Assigned task> A word-for-word copy of the records is needed, with every picture left out.

Photo-based referring expression data>

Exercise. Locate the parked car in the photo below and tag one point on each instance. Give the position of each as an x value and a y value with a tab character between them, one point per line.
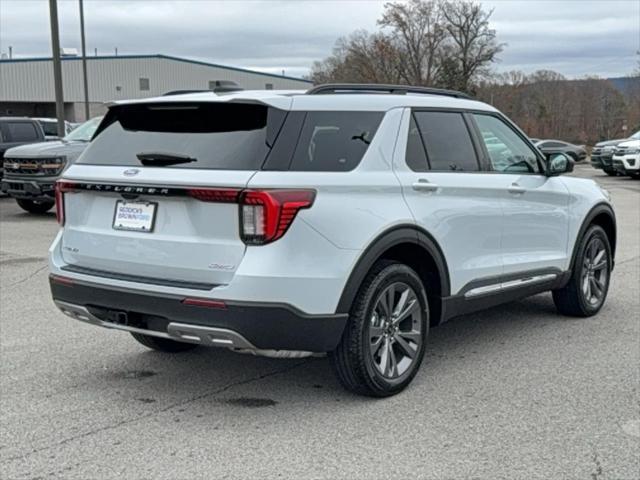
50	127
32	170
16	131
626	158
291	224
577	152
602	156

Reply>
Exercise. Locate the parked car in the photo below and tag one point on each instance. Give the position of each as an x value and a y value with a tab character between them, one point per line.
50	127
32	170
16	131
626	158
291	224
577	152
602	156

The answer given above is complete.